• Opdrachtomschrijving: Kun je de leestekst over de geheimhouding van processtukken voortzetten, te beginnen na de laatste zin ervan?

• Leestekst:
Verweerders verwijzing naar regels inzake het al dan niet verstrekken van persoonsgegevens op verzoek van de betrokkene gaat niet op. Het gaat hier immers niet om een verzoek van betrokkene om inzage van zijn gegevens, en de daaruit voortvloeiende plicht van verweerder om die gegevens al dan niet op schrift te verstrekken, maar om een verzoek van de rechtbank aan een bestuursorgaan om alle op de zaak betrekking hebbende stukken over te leggen in het kader van een gerechtelijke procedure zoals voorgeschreven in artikel 8:42 van de Awb.
Ook louter formele redenen zijn niet voldoende om de kennisneming te beperken. Verweerders standpunt, dat de inhoud eiser al grotendeels bekend is, maar het stuk zelf desondanks niet aan eiser verstrekt mag worden illustreert, dat van een gewichtige inhoudelijke reden geen sprake is. Bij gewichtige redenen moet het naar het oordeel van de geheimhoudingskamer gaan om de onwenselijke of kwalijke gevolgen die kennisneming door eiser van de inhoud van het stuk heeft. Dergelijke gevolgen zijn door verweerder niet aangegeven en ook de geheimhoudingskamer heeft ze niet kunnen ontdekken.
De korte beschrijving van de officier van de casus en eisers standpunt, de bewijsmiddelen en de overwegingen die reden waren voor het sepot, waren eiser reeds bekend blijkens het weigeringsbesluit, het procesverbaal van het politieverhoor van 20 juni 2005 en de artikel 12-klachtbrief van eiser. De opvatting van de officier over de ontvankelijkheid van de klacht en de conclusie over wat het Hof volgens de officier zou moeten besluiten over de klacht is nogal voorspelbaar. De geheimhoudingskamer ziet dan ook niet in, dat belangen van het OM, van derden of van een goede procesvoering in de nog volgende strafzaak op enigerlei wijze worden geschaad, indien eiser van de notitie kennisneemt.

• Verzamelde gegevens:
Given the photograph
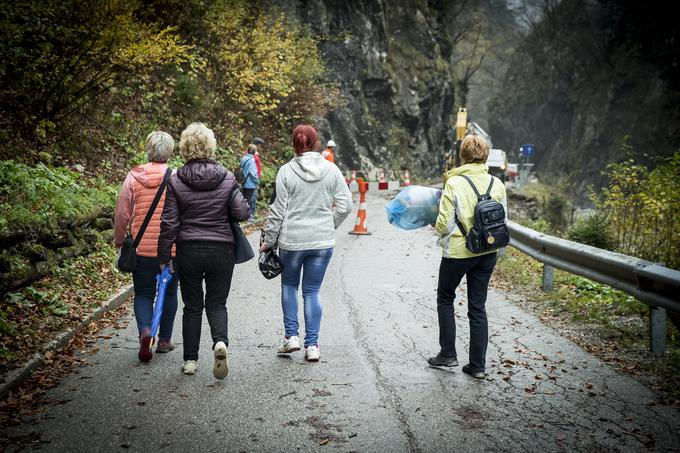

• Antwoord opdracht:
Het stuk zou overigens in het geval van een artikel 12-zitting bij het Hof ook door hem mogen worden ingezien, zo is de griffier van de geheimhoudings-kamer telefonisch door het Hof te Amsterdam medegedeeld.
De privacy van eiser of derden is voorts niet in het geding, nu het stuk hemzelf betreft en ook het initiatief tot de klachtprocedure van hem zelf afkomstig is.
De geheimhoudingskamer is gelet op het bovenstaande niet gebleken van inhoudelijke of andere gewichtige redenen die maken dat eiser niet van dit stuk zou mogen kennisnemen.
De geheimhoudingskamer van de rechtbank bepaalt dat beperking van de kennisneming van het stuk d.d. 11 april 2006 niet gerechtvaardigd is te achten.
Deze uitspraak is gedaan door mw.mr. L.E.C. van Rijckevorsel-Besier en in het openbaar uitgesproken in tegenwoordigheid van C. Kuiper als griffier, op
Tegen deze beslissing staat niet eerder hoger beroep open dan gelijk met de einduitspraak.